● Task to complete: Line by line, output the data that follows exactly as written.

● Input for this task:
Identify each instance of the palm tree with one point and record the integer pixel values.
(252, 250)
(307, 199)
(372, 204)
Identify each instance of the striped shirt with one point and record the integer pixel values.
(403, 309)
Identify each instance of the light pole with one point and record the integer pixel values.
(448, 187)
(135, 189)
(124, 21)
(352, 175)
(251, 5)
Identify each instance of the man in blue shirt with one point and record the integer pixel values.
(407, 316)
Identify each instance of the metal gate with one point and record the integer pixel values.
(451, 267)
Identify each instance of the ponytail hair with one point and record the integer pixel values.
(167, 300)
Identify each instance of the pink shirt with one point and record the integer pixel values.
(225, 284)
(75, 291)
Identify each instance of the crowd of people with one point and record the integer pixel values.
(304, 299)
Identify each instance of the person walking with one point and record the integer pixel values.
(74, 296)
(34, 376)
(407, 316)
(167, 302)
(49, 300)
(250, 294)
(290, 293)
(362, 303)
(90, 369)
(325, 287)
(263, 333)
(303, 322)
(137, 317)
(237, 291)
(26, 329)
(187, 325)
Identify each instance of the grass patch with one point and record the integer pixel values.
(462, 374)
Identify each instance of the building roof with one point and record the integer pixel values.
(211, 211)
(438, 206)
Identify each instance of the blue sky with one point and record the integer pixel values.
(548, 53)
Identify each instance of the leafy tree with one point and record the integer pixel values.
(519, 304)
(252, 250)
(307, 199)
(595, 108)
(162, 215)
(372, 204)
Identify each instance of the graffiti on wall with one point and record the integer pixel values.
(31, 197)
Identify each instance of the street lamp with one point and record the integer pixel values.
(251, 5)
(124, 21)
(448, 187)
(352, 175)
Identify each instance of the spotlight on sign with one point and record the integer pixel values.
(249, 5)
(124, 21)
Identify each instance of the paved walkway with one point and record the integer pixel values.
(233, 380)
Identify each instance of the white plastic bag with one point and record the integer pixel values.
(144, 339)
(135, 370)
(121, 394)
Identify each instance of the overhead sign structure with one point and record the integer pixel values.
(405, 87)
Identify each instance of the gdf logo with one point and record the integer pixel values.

● Written answer:
Identify each instance of the palm tree with one point and record the integer pixel values.
(252, 250)
(307, 199)
(372, 204)
Identify each instance of the striped shirt with one point and record the integer pixel values.
(403, 309)
Identify each instance of the light pole with one point and record the integer pixel values.
(448, 187)
(135, 189)
(124, 21)
(352, 175)
(251, 5)
Identify each instance of the man in blue shirt with one point and record the integer pixel values.
(407, 316)
Identify each instance of the metal gate with one point and record the integer pixel values.
(451, 267)
Identify each instance of the ponytail hair with one point and record the integer pixel values.
(167, 300)
Identify each instance of the pink shirt with one point and record the integer pixel values.
(225, 284)
(75, 291)
Identify each instance of the crowd of people with one point and record the integer pixel values.
(304, 299)
Identify each instance of the person walking with one point and record the integer pixel values.
(74, 296)
(34, 376)
(407, 316)
(167, 302)
(49, 300)
(250, 294)
(290, 293)
(362, 303)
(90, 369)
(325, 287)
(263, 333)
(303, 322)
(137, 317)
(237, 291)
(26, 329)
(187, 325)
Identify each instance of the grass patch with one point and record the integer pixel values.
(462, 374)
Identify each instance of the building roof with one point and record the integer pixel values.
(211, 211)
(438, 206)
Identify each instance of the blue sky with one point and record the integer pixel values.
(548, 53)
Identify each instance of the leafy tree with one point and record the integer pixel values.
(519, 304)
(252, 250)
(307, 199)
(595, 108)
(162, 215)
(372, 204)
Identify each instance of the graffiti on wall with one point and record the integer pixel values.
(31, 197)
Identify each instance of the street lamp with one point and record the integer pixel values.
(251, 5)
(124, 21)
(448, 187)
(352, 175)
Identify each instance of the spotlight on sign with one point and record the integer pixel values.
(249, 5)
(124, 21)
Identify each instance of the paved walkway with one point and record the integer pixel values.
(233, 380)
Identify each instance of the white plastic bag with one point and record the integer pixel values.
(144, 339)
(135, 370)
(121, 394)
Identify each instance of the overhead sign structure with one point and record the integer pixel values.
(405, 87)
Identify each instance of the gdf logo with one point and record the integer pixel values.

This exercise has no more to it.